Coordinate annotation records
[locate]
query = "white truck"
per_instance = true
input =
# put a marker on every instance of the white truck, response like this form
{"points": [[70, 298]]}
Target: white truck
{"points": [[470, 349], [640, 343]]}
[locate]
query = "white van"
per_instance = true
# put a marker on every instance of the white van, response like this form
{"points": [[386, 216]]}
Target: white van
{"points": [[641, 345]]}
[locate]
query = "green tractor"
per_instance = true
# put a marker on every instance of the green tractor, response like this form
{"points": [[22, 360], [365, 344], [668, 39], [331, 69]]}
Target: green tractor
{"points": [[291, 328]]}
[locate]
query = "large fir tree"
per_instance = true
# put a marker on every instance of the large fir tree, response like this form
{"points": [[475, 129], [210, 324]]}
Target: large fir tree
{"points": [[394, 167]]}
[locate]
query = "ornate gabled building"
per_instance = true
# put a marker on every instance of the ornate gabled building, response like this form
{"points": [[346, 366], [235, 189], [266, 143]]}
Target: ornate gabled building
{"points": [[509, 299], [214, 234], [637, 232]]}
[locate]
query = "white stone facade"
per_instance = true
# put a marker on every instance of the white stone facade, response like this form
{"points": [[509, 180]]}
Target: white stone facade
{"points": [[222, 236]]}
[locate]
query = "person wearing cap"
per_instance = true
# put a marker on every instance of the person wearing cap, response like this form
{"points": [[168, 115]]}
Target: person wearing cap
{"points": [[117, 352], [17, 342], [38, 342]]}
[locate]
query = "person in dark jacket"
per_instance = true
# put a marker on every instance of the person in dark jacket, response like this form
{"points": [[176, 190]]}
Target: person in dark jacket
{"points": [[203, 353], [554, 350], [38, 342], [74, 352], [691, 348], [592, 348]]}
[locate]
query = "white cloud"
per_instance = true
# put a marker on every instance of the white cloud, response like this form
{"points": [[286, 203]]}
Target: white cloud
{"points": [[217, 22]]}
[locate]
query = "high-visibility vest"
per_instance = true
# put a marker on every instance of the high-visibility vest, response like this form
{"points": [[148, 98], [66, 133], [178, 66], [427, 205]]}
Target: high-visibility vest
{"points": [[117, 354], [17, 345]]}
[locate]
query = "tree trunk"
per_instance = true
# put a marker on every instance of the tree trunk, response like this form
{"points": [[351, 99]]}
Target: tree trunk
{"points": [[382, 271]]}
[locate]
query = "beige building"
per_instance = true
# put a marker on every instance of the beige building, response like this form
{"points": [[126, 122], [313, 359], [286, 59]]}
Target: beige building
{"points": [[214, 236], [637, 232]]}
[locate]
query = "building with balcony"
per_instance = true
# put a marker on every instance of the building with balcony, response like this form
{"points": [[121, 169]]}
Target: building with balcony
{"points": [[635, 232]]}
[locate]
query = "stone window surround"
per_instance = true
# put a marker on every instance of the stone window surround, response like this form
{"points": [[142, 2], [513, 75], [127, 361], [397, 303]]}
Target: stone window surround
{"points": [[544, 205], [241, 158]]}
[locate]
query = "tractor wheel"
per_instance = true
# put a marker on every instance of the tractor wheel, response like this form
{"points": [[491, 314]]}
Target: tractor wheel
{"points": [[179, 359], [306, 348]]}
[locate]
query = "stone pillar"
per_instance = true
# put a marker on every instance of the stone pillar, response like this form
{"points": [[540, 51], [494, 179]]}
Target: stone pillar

Given request.
Print all of the entries again, exactly as written.

Answer for the task.
[locate]
query = "white truck"
per_instance = true
input =
# put a marker on every instance of the white truck, response like this form
{"points": [[70, 298]]}
Target: white truck
{"points": [[470, 349], [640, 343]]}
[locate]
query = "white van"
per_instance = true
# put a marker on every instance of the white van, response like this form
{"points": [[386, 216]]}
Target: white van
{"points": [[641, 345]]}
[locate]
query = "green tractor"
per_instance = true
# put a marker on every instance of the green tractor, response like this form
{"points": [[22, 360], [365, 344], [668, 39], [331, 69]]}
Target: green tractor
{"points": [[291, 328]]}
[locate]
query = "large fir tree"
per_instance = true
# put a marker on every instance of the large fir tree, response like this form
{"points": [[475, 129], [210, 324]]}
Target: large fir tree
{"points": [[394, 167]]}
[locate]
query = "ornate gabled building"
per_instance = true
# put a marker on every instance of the ornate gabled building, response like this form
{"points": [[346, 366], [235, 189], [266, 143]]}
Target: ornate gabled building
{"points": [[509, 299], [214, 234], [637, 232]]}
[locate]
query = "white stone facade"
per_instance = true
# put a marker on every instance of the white stone facade, response like this form
{"points": [[509, 180]]}
Target: white stone facade
{"points": [[222, 236]]}
[locate]
query = "person wearing cap"
per_instance = true
# put a marker on every instance of the person wearing cap, response like this form
{"points": [[168, 115]]}
Target: person wearing cap
{"points": [[117, 352], [17, 342], [38, 342]]}
[locate]
query = "person in dark jacket"
per_instance = true
# put a marker on every instance of the person in dark jacket, response like this form
{"points": [[176, 190]]}
Target: person in dark jacket
{"points": [[203, 353], [554, 350], [38, 342], [74, 352], [691, 348], [592, 348]]}
[locate]
query = "white cloud"
per_instance = true
# put a marker on every instance of the white cloud, response like this form
{"points": [[286, 203]]}
Target: white cloud
{"points": [[217, 22]]}
[locate]
query = "high-visibility vest"
per_instance = true
# put a marker on every instance of the high-visibility vest, response like this form
{"points": [[148, 98], [66, 133], [178, 66], [427, 205]]}
Target: high-visibility vest
{"points": [[117, 354], [17, 345]]}
[locate]
query = "tree trunk"
per_instance = true
# put a marker on every instance of the tree trunk, response like this form
{"points": [[351, 99]]}
Target: tree trunk
{"points": [[382, 271]]}
[locate]
query = "beige building"
per_instance = true
# put a marker on every instance of the beige building, response like this form
{"points": [[126, 122], [313, 359], [286, 59]]}
Target: beige building
{"points": [[214, 236], [637, 232]]}
[locate]
query = "building with balcony"
per_instance = true
# put a marker on every instance of the building with balcony, response like this form
{"points": [[121, 169]]}
Target: building with balcony
{"points": [[635, 232]]}
[locate]
query = "stone window surround"
per_instance = true
# put a marker on every instance of the stone window surround, response like this form
{"points": [[142, 2], [513, 75], [127, 361], [397, 303]]}
Target: stone window surround
{"points": [[544, 205], [241, 158]]}
[locate]
query = "tractor wheel"
per_instance = true
# put a marker on every instance of the tractor wheel, response like this form
{"points": [[491, 314]]}
Target: tractor wheel
{"points": [[179, 359], [306, 348]]}
[locate]
query = "stone pillar"
per_instance = true
# put a marker on every instance of the stone pillar, response like this form
{"points": [[540, 51], [494, 179]]}
Target: stone pillar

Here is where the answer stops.